- Required actions
A: Replace "DHH" with "David" throughout the section of the Ruby and Rails post from "http://harmful.cat-v.org/software/ruby/rails/is-a-ghetto" to "still fastcgi right?", and write out that section.
B: In the post about Ruby and Rails, what does the writer say was much easier than anything known in Java or PHP?
C: Carry the post about criticism of Ruby and Rails further, picking up after its final line.

- Excerpt provided
————
The pushback against Ruby/Rails has been building for a long time. There’s always been jokes about Ruby being slow:

http://harmful.cat-v.org/software/ruby/

But there was a stretch from around 2005 to maybe 2008 where Rails seemed to defy criticism. It grew and grew, despite the criticism. I tried it for a project in 2006 and I became a fan. The easy use of 3rd party code, via gems, was much easier than anything I had known in Java or PHP.

I do not know a way to say when some of the criticism began to stick, but clearly things have changed. I have my own personal experience: once a fan of Ruby and now a fan of Clojure. And others have moved on — there was recently the conversation about multi-threaded Ruby apps, and it seemed to me all the smart people agreed that jRuby is the future of Ruby:

http://tonyarcieri.com/2012-the-year-rubyists-learned-to-stop-worrying-and-love-the-threads

If I had to pick one moment when some of the criticism against Rails began to take hold, even among those who had once favored Rails, it was Zed Shaw’s insane rant:

http://harmful.cat-v.org/software/ruby/rails/is-a-ghetto

Even though the tone is insane, he made some points that stuck in people’s heads, including mine. This was important to note:

“I believe, if I could point at one thing it’s the following statement on 2007-01-20 to me by David H. creator of Rails:

(15:11:12) DHH: before fastthread we had ~400 restarts/day

(15:11:22) DHH: now we have perhaps 10

(15:11:29) Zed S.: oh nice

(15:11:33) Zed S.: and that’s still fastcgi right?
————
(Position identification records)

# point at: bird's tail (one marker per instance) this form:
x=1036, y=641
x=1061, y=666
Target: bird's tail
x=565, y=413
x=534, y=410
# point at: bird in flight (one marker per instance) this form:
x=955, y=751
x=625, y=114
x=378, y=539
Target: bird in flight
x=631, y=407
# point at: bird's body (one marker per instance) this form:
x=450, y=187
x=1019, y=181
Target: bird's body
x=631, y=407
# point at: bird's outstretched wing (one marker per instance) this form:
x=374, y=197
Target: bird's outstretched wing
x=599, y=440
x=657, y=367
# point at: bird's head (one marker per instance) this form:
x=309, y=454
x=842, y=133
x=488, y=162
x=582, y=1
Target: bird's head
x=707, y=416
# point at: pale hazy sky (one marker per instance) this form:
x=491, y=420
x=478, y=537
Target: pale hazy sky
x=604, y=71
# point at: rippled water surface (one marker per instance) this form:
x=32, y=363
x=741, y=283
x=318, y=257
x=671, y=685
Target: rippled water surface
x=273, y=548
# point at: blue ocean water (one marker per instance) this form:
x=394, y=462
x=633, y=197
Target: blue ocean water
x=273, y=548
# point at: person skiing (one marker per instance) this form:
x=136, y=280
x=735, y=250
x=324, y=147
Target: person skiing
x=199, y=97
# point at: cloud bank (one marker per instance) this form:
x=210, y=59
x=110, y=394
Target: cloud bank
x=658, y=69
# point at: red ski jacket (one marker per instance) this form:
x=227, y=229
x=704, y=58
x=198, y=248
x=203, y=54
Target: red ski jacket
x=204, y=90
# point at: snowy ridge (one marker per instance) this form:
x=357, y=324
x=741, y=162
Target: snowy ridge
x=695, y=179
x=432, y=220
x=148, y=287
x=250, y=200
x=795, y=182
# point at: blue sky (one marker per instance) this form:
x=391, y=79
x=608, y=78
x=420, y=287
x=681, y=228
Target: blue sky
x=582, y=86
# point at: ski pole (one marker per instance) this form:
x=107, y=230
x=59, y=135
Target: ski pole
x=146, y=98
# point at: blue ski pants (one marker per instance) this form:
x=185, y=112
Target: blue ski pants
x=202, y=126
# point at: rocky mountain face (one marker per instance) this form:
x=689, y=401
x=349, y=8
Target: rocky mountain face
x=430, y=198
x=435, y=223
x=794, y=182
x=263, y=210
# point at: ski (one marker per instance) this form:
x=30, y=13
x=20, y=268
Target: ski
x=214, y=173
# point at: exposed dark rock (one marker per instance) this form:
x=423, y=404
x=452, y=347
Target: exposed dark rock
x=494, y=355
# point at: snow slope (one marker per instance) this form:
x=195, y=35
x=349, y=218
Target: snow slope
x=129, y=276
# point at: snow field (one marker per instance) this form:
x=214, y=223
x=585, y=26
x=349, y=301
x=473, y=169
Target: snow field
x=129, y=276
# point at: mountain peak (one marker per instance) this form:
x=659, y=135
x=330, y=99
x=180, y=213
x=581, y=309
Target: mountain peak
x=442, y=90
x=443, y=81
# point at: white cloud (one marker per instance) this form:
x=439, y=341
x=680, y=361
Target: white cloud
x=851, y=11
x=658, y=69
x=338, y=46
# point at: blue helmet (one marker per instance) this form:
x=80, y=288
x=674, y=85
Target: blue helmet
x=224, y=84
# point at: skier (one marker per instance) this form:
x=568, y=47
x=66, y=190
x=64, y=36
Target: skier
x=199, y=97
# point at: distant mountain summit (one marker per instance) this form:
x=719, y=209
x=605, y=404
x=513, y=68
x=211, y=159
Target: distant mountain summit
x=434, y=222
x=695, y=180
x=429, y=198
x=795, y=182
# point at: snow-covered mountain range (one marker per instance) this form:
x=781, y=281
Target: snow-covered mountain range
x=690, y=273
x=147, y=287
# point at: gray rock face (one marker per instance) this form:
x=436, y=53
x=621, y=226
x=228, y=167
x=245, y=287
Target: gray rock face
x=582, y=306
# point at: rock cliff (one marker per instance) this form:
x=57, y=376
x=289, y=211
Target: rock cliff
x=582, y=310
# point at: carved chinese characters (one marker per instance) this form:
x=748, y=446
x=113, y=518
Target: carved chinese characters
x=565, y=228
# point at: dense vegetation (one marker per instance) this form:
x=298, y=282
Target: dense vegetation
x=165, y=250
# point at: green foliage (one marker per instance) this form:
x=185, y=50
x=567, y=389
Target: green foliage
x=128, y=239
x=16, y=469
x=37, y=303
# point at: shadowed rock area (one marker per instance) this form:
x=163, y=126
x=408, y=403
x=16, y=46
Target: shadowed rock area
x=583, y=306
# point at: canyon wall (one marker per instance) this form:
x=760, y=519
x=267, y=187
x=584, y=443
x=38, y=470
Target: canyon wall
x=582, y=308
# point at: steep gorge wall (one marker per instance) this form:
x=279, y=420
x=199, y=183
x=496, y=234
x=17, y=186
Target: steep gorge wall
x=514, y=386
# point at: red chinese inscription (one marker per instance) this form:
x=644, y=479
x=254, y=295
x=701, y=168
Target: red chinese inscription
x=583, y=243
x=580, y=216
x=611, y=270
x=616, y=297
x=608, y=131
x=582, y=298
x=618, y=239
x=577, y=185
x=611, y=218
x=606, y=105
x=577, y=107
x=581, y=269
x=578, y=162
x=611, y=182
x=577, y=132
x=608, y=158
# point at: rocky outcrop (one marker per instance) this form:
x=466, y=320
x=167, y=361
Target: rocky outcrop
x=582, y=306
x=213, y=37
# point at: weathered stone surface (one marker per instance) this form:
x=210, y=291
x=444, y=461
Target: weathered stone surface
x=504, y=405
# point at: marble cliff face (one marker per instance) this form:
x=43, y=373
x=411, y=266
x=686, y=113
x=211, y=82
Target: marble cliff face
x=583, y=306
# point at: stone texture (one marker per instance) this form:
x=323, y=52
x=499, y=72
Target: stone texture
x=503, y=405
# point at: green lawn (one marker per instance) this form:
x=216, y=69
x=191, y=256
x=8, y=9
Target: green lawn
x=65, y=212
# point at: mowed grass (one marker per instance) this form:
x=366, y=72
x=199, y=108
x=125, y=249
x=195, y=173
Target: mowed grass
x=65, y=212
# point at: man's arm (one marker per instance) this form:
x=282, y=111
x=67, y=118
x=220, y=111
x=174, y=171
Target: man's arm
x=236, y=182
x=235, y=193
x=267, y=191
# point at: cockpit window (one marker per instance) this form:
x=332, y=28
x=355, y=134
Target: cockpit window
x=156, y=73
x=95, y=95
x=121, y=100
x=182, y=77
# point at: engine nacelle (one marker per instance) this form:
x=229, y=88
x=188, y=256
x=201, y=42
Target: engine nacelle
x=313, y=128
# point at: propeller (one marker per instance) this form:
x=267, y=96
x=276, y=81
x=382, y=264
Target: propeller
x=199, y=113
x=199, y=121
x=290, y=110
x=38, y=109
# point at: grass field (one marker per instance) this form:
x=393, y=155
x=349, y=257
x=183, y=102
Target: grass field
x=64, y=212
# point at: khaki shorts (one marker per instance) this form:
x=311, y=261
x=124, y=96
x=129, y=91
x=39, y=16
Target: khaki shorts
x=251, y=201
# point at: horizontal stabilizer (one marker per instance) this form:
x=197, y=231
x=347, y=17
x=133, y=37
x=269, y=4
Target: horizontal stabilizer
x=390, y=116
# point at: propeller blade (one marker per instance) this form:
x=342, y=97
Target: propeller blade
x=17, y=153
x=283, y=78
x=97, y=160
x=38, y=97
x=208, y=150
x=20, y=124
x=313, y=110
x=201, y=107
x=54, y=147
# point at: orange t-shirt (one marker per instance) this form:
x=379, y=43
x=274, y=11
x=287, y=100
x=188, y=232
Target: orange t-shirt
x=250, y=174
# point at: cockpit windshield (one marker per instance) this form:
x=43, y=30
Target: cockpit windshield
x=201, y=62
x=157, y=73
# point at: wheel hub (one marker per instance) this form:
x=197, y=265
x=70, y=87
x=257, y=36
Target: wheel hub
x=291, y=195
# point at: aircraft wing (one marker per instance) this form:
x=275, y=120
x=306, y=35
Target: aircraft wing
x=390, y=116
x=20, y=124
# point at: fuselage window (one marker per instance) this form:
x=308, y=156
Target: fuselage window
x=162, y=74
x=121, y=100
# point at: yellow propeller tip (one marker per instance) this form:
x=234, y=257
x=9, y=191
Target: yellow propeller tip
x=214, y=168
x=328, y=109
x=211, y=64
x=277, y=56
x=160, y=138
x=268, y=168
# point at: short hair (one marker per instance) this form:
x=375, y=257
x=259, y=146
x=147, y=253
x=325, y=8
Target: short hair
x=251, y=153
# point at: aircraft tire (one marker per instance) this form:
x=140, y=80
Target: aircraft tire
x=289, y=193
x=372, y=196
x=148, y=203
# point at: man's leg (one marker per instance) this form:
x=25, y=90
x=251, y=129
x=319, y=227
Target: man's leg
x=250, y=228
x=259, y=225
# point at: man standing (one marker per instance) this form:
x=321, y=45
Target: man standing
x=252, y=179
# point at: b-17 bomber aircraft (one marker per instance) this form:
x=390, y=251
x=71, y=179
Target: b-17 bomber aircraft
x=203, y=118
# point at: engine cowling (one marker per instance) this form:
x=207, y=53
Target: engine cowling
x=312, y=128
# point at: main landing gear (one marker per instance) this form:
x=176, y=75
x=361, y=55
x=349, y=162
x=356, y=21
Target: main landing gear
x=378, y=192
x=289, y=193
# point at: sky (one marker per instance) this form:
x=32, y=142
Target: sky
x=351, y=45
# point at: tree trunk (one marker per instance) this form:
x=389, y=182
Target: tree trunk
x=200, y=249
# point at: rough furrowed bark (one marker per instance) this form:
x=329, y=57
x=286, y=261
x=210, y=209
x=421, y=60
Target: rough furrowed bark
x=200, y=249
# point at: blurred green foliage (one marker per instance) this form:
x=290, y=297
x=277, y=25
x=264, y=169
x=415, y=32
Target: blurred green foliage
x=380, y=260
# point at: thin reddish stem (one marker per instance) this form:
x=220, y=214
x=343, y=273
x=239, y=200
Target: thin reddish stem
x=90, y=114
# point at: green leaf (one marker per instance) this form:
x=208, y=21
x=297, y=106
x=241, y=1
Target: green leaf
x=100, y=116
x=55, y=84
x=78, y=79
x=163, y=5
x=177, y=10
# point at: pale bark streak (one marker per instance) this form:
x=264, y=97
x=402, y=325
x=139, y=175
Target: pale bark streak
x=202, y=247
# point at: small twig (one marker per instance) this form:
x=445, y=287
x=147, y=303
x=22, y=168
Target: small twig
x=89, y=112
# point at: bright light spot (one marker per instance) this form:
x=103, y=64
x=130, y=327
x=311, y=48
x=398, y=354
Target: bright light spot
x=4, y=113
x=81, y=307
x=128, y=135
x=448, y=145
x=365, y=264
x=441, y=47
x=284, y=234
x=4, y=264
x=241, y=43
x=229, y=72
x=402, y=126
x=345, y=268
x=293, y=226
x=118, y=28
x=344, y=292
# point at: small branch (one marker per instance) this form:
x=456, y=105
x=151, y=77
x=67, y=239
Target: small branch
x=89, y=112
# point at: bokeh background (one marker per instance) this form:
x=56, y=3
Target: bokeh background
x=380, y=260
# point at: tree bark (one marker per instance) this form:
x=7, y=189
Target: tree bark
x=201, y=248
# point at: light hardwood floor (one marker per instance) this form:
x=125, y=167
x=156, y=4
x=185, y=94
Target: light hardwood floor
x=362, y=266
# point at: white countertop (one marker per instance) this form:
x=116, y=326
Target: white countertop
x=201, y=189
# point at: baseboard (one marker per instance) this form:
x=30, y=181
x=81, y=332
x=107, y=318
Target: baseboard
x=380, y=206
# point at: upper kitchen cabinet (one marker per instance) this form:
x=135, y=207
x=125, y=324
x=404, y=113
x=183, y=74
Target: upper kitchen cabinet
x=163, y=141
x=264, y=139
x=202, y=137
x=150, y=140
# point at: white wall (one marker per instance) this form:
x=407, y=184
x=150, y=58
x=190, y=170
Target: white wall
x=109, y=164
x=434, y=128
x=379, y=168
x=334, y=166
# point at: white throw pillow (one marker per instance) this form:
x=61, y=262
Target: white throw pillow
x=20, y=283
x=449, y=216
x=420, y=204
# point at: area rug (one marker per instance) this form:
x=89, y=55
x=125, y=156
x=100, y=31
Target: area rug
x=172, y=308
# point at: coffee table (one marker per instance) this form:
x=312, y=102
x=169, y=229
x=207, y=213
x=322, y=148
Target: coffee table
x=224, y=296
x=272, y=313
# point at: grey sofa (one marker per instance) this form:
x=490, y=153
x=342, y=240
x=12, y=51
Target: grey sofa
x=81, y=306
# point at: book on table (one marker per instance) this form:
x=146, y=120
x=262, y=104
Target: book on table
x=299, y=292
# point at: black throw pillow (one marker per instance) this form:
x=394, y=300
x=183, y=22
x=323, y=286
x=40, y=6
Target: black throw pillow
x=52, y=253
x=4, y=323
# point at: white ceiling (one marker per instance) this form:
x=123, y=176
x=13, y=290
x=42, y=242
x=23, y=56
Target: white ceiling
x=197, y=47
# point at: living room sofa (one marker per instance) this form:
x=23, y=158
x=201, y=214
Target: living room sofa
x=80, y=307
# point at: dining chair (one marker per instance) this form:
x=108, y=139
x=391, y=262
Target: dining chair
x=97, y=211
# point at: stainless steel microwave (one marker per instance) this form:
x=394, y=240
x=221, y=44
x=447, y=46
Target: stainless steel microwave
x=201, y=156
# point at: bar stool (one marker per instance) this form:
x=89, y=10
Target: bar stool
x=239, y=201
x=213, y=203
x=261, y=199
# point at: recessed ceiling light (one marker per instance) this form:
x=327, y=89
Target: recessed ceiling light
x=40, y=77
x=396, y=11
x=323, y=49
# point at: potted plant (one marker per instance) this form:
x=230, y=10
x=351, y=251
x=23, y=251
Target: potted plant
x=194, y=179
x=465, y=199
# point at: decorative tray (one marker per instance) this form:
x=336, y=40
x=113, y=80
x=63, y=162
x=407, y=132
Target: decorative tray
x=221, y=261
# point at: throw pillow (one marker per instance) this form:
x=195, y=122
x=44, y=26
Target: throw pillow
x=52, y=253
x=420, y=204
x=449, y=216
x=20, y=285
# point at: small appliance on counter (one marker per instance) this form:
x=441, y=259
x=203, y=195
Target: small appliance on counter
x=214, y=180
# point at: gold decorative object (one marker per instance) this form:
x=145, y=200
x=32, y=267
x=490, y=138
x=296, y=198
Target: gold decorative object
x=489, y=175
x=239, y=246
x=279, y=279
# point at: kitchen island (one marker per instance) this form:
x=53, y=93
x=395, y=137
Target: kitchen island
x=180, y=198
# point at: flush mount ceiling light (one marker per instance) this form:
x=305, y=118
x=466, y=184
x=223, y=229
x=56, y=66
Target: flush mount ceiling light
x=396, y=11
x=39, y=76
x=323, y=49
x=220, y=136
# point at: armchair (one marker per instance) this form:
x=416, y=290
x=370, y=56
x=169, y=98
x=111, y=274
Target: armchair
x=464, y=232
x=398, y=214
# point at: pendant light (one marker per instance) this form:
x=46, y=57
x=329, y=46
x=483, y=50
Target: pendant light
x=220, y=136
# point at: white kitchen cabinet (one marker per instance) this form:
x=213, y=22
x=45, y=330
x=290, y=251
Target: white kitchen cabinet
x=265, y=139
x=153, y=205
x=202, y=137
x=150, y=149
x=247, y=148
————
- The responses
A:
http://harmful.cat-v.org/software/ruby/rails/is-a-ghetto

Even though the tone is insane, he made some points that stuck in people’s heads, including mine. This was important to note:

“I believe, if I could point at one thing it’s the following statement on 2007-01-20 to me by David H. creator of Rails:

(15:11:12) David: before fastthread we had ~400 restarts/day

(15:11:22) David: now we have perhaps 10

(15:11:29) Zed S.: oh nice

(15:11:33) Zed S.: and that’s still fastcgi right?

B: The easy use of third-party code, via gems.

C:
Notice how it took me a few seconds to reply. This one single statement basically means that we all got duped. The main Rails application that DHH created required restarting ~400 times/day. That’s a production application that can’t stay up for more than 4 minutes on average.”

And even now, in 2013, when I have to set up a new server with Rails, even with Nginx and Unicorn and all the other systems to help me, I find Rails annoying to set up, especially compared to the simplicity of PHP running on Apache or a Clojure app bundled up with something like “lein uberjar”.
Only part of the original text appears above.